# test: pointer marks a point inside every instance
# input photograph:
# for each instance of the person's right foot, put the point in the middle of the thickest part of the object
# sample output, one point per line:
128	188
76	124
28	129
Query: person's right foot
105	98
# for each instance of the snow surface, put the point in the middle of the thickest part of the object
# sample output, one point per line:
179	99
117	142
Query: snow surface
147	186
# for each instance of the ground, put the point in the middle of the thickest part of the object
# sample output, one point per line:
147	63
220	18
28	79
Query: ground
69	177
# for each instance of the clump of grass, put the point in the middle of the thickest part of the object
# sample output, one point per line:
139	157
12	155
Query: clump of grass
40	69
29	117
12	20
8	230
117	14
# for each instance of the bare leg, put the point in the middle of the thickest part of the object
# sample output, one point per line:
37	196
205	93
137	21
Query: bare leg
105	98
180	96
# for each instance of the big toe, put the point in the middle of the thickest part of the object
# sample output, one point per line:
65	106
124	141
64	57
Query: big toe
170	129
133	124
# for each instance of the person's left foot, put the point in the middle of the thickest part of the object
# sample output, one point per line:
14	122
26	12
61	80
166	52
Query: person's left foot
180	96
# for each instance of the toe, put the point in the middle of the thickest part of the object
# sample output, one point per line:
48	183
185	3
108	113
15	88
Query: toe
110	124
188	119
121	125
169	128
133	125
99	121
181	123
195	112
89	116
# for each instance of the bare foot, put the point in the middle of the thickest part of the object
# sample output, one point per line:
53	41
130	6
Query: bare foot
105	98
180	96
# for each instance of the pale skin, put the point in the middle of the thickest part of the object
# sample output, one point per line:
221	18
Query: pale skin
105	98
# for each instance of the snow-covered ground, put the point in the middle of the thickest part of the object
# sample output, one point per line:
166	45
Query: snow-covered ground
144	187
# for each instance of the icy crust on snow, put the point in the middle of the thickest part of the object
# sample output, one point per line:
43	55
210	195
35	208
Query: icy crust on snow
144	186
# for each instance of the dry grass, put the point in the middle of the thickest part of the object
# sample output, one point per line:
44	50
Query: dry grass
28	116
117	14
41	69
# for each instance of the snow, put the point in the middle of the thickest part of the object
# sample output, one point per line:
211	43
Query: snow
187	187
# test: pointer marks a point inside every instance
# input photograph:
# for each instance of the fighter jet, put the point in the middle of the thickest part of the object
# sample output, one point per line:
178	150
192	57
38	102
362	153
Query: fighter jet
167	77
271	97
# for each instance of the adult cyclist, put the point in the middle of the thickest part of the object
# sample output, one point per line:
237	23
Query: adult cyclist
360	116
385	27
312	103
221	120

——

Exercise => Without changing anything, quote the lines from the top of the data to the line that contains "# for each instance of the person's left", including that line.

Solution to this problem =>
# test: pointer marks a point inside every instance
# input photograph:
# for each instance of the person's right foot, put the point in the middle of the thickest part of the object
# sample output, one point per line:
128	188
76	124
28	129
Query: person's right foot
105	98
# for each instance of the snow surface, put the point in the middle of the thickest part of the object
# sample output, one point per line:
179	99
117	142
Query: snow surface
147	186
# for each instance of the ground, put the point in the middle of the thickest part of the object
# sample output, one point per line:
147	63
220	18
28	79
Query: ground
69	177
# for each instance of the clump of grass, put the point in the middle of the thickest part of the object
# sample output, one point per line:
139	157
12	155
Query: clump of grass
40	69
29	117
12	20
8	230
117	14
# for each instance of the bare leg, put the point in the middle of the thickest part of the object
# sample output, one point per line:
37	196
205	93
137	21
Query: bare leg
105	98
180	96
# for each instance of the big toe, put the point in the middle of the thickest part of the object
# sample output, one point per line:
65	106
124	141
64	57
Query: big toe
170	129
133	124
# for each instance of the person's left foot, put the point in the middle of the thickest part of the object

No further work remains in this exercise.